• _YOUR INSTRUCTIONS_
Put the stretch from the start of the records through the line containing "M 123 129 L" into a Markdown table with the columns Row and Line text. Number each row, and leave out blank lines and pictures.

• _DATA FOR THE TASK_

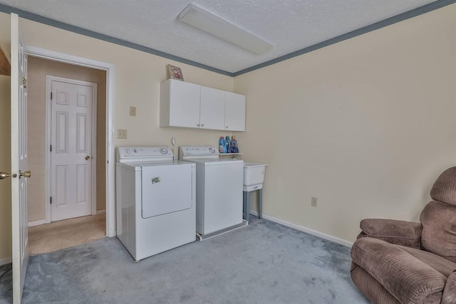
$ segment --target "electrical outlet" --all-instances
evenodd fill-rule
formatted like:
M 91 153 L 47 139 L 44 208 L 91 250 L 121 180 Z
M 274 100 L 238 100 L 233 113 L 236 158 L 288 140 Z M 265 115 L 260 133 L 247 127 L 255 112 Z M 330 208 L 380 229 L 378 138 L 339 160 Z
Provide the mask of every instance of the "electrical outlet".
M 136 107 L 130 107 L 130 116 L 136 116 Z
M 123 129 L 118 129 L 117 130 L 117 138 L 120 140 L 126 140 L 127 139 L 127 130 Z

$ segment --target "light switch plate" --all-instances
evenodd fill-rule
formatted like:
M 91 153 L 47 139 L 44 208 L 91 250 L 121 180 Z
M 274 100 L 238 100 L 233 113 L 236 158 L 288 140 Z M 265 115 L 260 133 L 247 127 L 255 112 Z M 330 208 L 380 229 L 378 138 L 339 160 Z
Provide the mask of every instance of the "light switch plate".
M 136 107 L 130 107 L 130 116 L 136 116 Z
M 117 138 L 120 140 L 126 140 L 127 139 L 127 130 L 123 129 L 118 129 L 117 130 Z

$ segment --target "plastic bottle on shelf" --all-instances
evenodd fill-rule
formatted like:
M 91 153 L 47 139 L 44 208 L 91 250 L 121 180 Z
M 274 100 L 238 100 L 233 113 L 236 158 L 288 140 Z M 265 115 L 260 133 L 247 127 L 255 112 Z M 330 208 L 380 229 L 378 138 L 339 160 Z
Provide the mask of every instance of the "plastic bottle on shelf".
M 220 139 L 219 140 L 219 152 L 227 153 L 227 144 L 223 136 L 220 136 Z
M 231 141 L 229 142 L 230 142 L 230 145 L 231 145 L 231 149 L 229 150 L 229 152 L 230 153 L 239 153 L 239 150 L 237 147 L 237 140 L 236 140 L 234 139 L 234 135 L 232 136 Z
M 231 140 L 229 140 L 229 136 L 225 137 L 225 145 L 227 146 L 227 153 L 231 153 Z

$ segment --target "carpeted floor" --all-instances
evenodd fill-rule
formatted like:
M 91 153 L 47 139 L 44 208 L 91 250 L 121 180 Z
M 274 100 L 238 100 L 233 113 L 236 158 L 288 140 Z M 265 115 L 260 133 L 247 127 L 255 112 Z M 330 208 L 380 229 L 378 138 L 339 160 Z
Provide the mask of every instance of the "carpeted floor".
M 350 248 L 264 219 L 135 263 L 115 238 L 32 256 L 24 303 L 367 303 Z M 0 303 L 11 301 L 0 267 Z
M 106 214 L 82 216 L 28 229 L 28 254 L 73 247 L 106 236 Z

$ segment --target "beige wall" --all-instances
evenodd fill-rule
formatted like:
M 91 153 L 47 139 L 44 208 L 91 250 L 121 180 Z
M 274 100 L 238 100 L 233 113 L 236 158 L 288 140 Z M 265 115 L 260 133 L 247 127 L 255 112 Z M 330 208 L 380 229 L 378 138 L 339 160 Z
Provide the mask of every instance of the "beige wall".
M 9 22 L 9 16 L 0 13 L 0 23 L 5 20 Z M 114 130 L 127 129 L 128 132 L 128 140 L 115 139 L 115 147 L 170 145 L 171 137 L 175 137 L 177 154 L 179 145 L 217 145 L 220 136 L 228 135 L 212 130 L 160 128 L 160 83 L 167 78 L 168 63 L 180 67 L 186 81 L 221 90 L 232 90 L 232 78 L 26 19 L 20 19 L 20 22 L 28 46 L 113 64 Z M 130 105 L 136 107 L 135 117 L 129 115 Z M 8 149 L 9 142 L 1 140 Z M 0 222 L 10 221 L 10 214 L 1 213 Z M 11 229 L 0 231 L 0 236 L 10 238 Z M 0 259 L 10 256 L 11 248 Z
M 97 96 L 97 210 L 105 209 L 106 72 L 28 58 L 28 221 L 46 217 L 46 75 L 95 83 Z M 47 202 L 47 203 L 46 203 Z
M 240 150 L 269 164 L 265 214 L 351 241 L 366 217 L 418 220 L 455 164 L 455 13 L 453 4 L 235 78 L 247 95 Z
M 0 75 L 0 171 L 11 169 L 10 118 L 10 79 Z M 0 180 L 0 265 L 1 260 L 11 256 L 11 179 Z

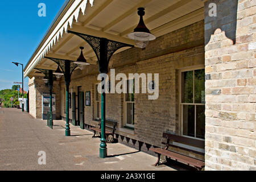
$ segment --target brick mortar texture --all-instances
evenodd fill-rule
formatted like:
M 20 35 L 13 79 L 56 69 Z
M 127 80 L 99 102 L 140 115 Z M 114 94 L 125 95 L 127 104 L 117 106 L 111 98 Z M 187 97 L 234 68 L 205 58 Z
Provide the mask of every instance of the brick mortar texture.
M 256 1 L 208 1 L 205 15 L 213 2 L 227 10 L 205 18 L 205 27 L 216 25 L 205 46 L 205 170 L 256 170 Z M 234 22 L 219 20 L 234 14 Z

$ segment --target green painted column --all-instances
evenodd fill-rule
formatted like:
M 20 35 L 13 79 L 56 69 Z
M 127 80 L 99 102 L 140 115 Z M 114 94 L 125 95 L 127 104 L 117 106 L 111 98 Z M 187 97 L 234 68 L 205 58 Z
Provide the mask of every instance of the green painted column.
M 52 76 L 52 71 L 49 70 L 48 74 L 48 82 L 50 92 L 50 112 L 52 113 L 52 87 L 53 86 L 53 80 Z
M 69 90 L 69 83 L 66 82 L 66 131 L 65 135 L 70 136 L 70 127 L 69 127 L 69 99 L 68 99 L 68 91 Z
M 104 80 L 102 78 L 102 81 Z M 102 88 L 104 89 L 104 88 Z M 105 158 L 108 156 L 107 145 L 106 144 L 106 139 L 105 138 L 105 115 L 106 115 L 106 93 L 104 92 L 101 93 L 101 144 L 100 145 L 100 157 Z

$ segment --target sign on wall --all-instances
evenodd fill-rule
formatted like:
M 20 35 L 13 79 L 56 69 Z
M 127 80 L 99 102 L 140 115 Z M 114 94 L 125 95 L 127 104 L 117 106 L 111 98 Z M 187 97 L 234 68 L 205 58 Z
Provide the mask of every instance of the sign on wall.
M 90 92 L 85 92 L 85 105 L 90 106 Z

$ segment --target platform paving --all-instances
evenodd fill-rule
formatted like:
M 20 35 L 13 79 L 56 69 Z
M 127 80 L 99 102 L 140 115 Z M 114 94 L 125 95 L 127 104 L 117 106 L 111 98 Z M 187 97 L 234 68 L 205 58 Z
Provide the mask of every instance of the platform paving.
M 108 143 L 108 157 L 99 157 L 100 138 L 93 133 L 54 121 L 53 130 L 46 121 L 32 118 L 15 108 L 0 108 L 0 170 L 176 170 L 166 165 L 155 167 L 156 158 L 121 143 Z M 38 164 L 44 151 L 46 164 Z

• _ANSWER TO THE TASK_
| Row | Line text |
|---|---|
| 1 | $ segment --target "electrical outlet" --all-instances |
| 2 | evenodd fill-rule |
| 3 | formatted like: |
| 4 | M 91 153 L 47 139 L 44 208 L 91 250 L 121 180 Z |
| 5 | M 274 100 L 238 100 L 233 113 L 236 158 L 288 140 Z M 265 115 L 260 133 L 247 127 L 255 112 Z M 330 208 L 380 229 L 378 138 L 339 160 Z |
| 6 | Provide the mask of every instance of the "electrical outlet". |
| 7 | M 136 107 L 130 107 L 130 116 L 136 116 Z |
| 8 | M 123 129 L 118 129 L 117 130 L 117 138 L 120 140 L 126 140 L 127 139 L 127 130 Z |